>> BEGIN Working data

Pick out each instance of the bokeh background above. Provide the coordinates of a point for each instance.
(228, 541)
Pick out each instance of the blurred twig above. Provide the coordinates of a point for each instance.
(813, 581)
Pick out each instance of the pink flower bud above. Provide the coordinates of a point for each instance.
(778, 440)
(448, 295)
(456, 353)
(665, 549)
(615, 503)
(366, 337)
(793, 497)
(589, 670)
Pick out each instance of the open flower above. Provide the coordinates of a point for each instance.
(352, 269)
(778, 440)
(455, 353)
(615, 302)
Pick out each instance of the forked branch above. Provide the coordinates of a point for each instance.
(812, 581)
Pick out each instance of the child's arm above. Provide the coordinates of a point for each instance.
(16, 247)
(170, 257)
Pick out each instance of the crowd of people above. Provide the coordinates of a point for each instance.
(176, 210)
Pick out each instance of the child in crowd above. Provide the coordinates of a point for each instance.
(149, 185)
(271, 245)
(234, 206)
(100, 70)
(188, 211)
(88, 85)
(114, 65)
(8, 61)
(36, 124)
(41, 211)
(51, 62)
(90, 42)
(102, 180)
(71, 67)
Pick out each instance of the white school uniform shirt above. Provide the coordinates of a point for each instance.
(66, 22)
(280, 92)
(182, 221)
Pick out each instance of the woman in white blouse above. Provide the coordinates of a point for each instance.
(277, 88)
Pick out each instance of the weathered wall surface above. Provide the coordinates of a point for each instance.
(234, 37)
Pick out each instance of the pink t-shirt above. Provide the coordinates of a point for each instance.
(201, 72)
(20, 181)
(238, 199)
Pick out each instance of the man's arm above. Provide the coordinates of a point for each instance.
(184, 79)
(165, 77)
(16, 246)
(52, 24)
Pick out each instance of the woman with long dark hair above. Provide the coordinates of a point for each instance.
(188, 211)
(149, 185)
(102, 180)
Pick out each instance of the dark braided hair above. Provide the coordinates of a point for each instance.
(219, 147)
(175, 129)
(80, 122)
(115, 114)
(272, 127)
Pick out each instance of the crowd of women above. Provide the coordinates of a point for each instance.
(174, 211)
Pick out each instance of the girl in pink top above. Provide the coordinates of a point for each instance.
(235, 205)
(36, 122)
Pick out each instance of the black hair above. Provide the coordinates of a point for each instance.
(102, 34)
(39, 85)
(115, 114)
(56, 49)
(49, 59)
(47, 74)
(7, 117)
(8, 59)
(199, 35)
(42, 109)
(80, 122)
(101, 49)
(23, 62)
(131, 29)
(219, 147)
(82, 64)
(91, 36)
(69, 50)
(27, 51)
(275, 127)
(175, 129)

>> END Working data

**Aim of the task**
Output every line of the records above as a JSON list of strings, one string per line, with blank lines left out.

**Reply**
[
  "Pick out each instance of the bokeh background above. Provide the coordinates of a point for each instance.",
  "(228, 541)",
  "Pick out each instance of the blurred twig above. Provide the coordinates of a point for each instance.",
  "(813, 581)",
  "Pick out each instance of the pink flower bud above. Provide the coordinates of a point for each instance.",
  "(778, 440)",
  "(448, 295)",
  "(456, 353)",
  "(665, 549)",
  "(615, 503)",
  "(366, 337)",
  "(793, 497)",
  "(589, 670)",
  "Pick out each instance of the open flower above. Provide the coordinates of a point for each instance.",
  "(352, 269)",
  "(778, 440)",
  "(455, 353)",
  "(615, 302)",
  "Pick out each instance of the forked branch above. Provide the coordinates of a point for each instance.",
  "(812, 581)",
  "Pick out each instance of the child's arm above. Provide the coordinates of a point for each instance.",
  "(16, 247)",
  "(170, 257)",
  "Pick out each instance of the crowd of people above. Provide the coordinates of a point for each instance.",
  "(176, 210)",
  "Pick out each instance of the child in crowd above. Provide the coordinates of a point for each instance.",
  "(149, 185)",
  "(271, 245)",
  "(234, 206)",
  "(100, 70)",
  "(188, 211)",
  "(88, 85)",
  "(114, 65)",
  "(8, 61)",
  "(36, 124)",
  "(41, 211)",
  "(51, 62)",
  "(90, 42)",
  "(102, 180)",
  "(71, 67)",
  "Pick out each instance of the white school uniform shirt above. Provide the coordinates of a point for each instance.",
  "(66, 22)",
  "(280, 92)",
  "(182, 221)",
  "Pick out each instance of the woman in white blouse above. Provide the coordinates of a point for each instance.",
  "(277, 88)",
  "Pick out each instance of the weathered wall surface above. Provide the coordinates of a point for each instance.",
  "(234, 37)",
  "Pick out each instance of the pink t-shirt above. Provide the coordinates of a point for each instance.",
  "(201, 72)",
  "(20, 181)",
  "(238, 199)",
  "Pick out each instance of the man's arm above. Provide the coordinates of a point for each instance.",
  "(184, 79)",
  "(165, 77)",
  "(16, 246)",
  "(52, 24)",
  "Pick out each instance of the woman with long dark hair above. Provide the coordinates of a point for each instance.",
  "(188, 211)",
  "(149, 185)",
  "(102, 180)",
  "Pick out each instance of the dark braided hair above. Provide the coordinates of a point for each instance.",
  "(219, 147)",
  "(175, 129)",
  "(80, 122)",
  "(115, 114)",
  "(272, 127)",
  "Pick out each instance of the crowd of women above. Provide the coordinates of a point for each instance.",
  "(174, 211)",
  "Pick out each instance of the girl in pink top above. Provide the coordinates of a point for each instance.",
  "(235, 205)",
  "(36, 122)",
  "Pick out each instance of the black hair above. Provide the coordinates of a point for each instance.",
  "(102, 34)",
  "(39, 85)",
  "(115, 114)",
  "(56, 49)",
  "(49, 59)",
  "(47, 74)",
  "(7, 117)",
  "(8, 59)",
  "(199, 35)",
  "(42, 109)",
  "(80, 122)",
  "(101, 49)",
  "(23, 62)",
  "(131, 29)",
  "(219, 147)",
  "(82, 64)",
  "(91, 36)",
  "(69, 50)",
  "(27, 51)",
  "(275, 127)",
  "(175, 129)"
]